Von Doreen Fiedler 22.01.2013, 12:00

Neu Delhi/dpa. - Mit jedem Verkauf stieg der Preis. Nach ihrer Entführung war die 15-jährige Sita 6000 Indische Rupien wert, das Bordell in Mumbai zahlte 60 000 Rupien für sie, der Restaurantbesitzer in Paris 5000 Euro und ein Pädophilenring in den USA 30 000 Dollar.

Ihrer zwei Jahre älteren Schwester Ahalya erging es nicht besser. «Das Mädchen ist jede Rupie wert», pries der Bordellbesitzer sie dem Freier an. Umgerechnet etwa 800 Euro kostete ihre Jungfräulichkeit. Corban Addison beschreibt in seinem Debütroman «Du bist in meiner Hand» die Lebenswege zweier Mädchen, die in einem Tsunami an der Küste Indiens ihre Familie verloren und dann von einem Menschenhändler an den nächsten weitergereicht werden. «Von nun an trug sie für ihre Schwester die Verantwortung. Sie durfte nicht versagen», denkt Ahalya nach dem Tod der Eltern. Und als sie mit ihrer Schwester im größten Rotlichtviertel Mumbais landet, wird ihr klar: «Seine Gefühle waren durch das Leben im Bordell völlig verdorben und verzerrt worden. In Golpitha war Liebe Sex und Sex Vergewaltigung.»

▸ AUFGABEN
- a) Nenne alle Geldbeträge, die der Lesetext als Preis für Sita angibt.
- b) Schreibe aus dem Lesetext die Stelle zwischen „Von Doreen Fiedler“ und „30 000 Dollar.“ einschließlich dieser Wörter ab.

▸ EXTRAHIERTE DATEN
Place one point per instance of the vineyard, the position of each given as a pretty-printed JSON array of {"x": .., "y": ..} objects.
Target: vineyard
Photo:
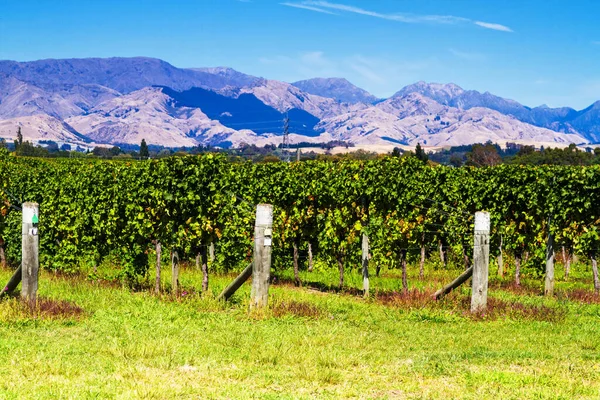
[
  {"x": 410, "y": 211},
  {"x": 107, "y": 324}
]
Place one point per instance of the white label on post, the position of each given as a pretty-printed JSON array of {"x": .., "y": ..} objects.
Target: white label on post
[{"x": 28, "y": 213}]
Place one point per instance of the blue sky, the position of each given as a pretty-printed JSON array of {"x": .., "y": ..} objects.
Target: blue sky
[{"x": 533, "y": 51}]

==

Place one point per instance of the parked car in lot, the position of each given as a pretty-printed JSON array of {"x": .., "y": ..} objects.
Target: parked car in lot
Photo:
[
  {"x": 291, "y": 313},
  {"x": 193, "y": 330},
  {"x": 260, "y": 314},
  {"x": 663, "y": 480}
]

▸ LÖSUNGEN
- a) 6000 Indische Rupien, 60 000 Rupien, 5000 Euro, 30 000 Dollar

- b)
Von Doreen Fiedler 22.01.2013, 12:00

Neu Delhi/dpa. - Mit jedem Verkauf stieg der Preis. Nach ihrer Entführung war die 15-jährige Sita 6000 Indische Rupien wert, das Bordell in Mumbai zahlte 60 000 Rupien für sie, der Restaurantbesitzer in Paris 5000 Euro und ein Pädophilenring in den USA 30 000 Dollar.